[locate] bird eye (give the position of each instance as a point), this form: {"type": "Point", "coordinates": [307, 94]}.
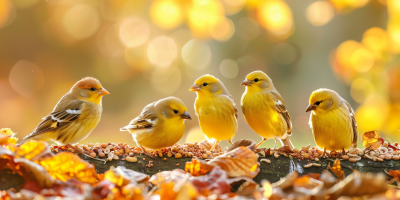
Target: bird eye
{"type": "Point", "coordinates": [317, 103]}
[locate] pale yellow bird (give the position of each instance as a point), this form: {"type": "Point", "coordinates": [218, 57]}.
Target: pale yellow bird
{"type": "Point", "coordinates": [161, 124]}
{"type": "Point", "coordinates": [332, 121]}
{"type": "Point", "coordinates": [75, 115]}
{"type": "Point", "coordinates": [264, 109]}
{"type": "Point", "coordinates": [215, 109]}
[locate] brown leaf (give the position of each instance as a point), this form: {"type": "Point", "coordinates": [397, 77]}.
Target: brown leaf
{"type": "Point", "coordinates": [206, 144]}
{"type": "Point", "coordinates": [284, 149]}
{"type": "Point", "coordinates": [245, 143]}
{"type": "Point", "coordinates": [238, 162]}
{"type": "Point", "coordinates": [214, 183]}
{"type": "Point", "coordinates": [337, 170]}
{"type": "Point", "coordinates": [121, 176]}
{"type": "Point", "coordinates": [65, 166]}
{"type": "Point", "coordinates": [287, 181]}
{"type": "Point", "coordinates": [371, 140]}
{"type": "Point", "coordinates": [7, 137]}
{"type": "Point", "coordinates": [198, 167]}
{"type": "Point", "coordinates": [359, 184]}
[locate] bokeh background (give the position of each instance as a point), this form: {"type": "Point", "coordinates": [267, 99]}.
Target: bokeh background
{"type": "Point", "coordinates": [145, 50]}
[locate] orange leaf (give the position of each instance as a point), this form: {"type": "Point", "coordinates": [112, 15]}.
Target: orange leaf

**Stated exercise:** Can you reproduce all of the data above word for word, leaving out the pictures?

**Solved problem:**
[locate] bird eye (give the position of each instance as a point), this form: {"type": "Point", "coordinates": [307, 94]}.
Target: bird eye
{"type": "Point", "coordinates": [317, 103]}
[locate] pale yellow bird (give the position of each instance as a point), this form: {"type": "Point", "coordinates": [218, 57]}.
Target: pale yellow bird
{"type": "Point", "coordinates": [161, 124]}
{"type": "Point", "coordinates": [332, 121]}
{"type": "Point", "coordinates": [75, 115]}
{"type": "Point", "coordinates": [264, 109]}
{"type": "Point", "coordinates": [215, 109]}
[locate] brown leaf (give the position of each instance as a point), this form: {"type": "Point", "coordinates": [397, 77]}.
Target: brown leaf
{"type": "Point", "coordinates": [206, 144]}
{"type": "Point", "coordinates": [284, 149]}
{"type": "Point", "coordinates": [245, 143]}
{"type": "Point", "coordinates": [238, 162]}
{"type": "Point", "coordinates": [214, 183]}
{"type": "Point", "coordinates": [337, 170]}
{"type": "Point", "coordinates": [121, 176]}
{"type": "Point", "coordinates": [65, 166]}
{"type": "Point", "coordinates": [287, 181]}
{"type": "Point", "coordinates": [371, 140]}
{"type": "Point", "coordinates": [7, 137]}
{"type": "Point", "coordinates": [198, 167]}
{"type": "Point", "coordinates": [359, 184]}
[locate] bokeh background (give the position of each instance as a point), this form: {"type": "Point", "coordinates": [267, 99]}.
Target: bokeh background
{"type": "Point", "coordinates": [145, 50]}
[locate] orange leaf (give the position of each instance as a point), this form: {"type": "Point", "coordinates": [112, 15]}.
Target: orange leaf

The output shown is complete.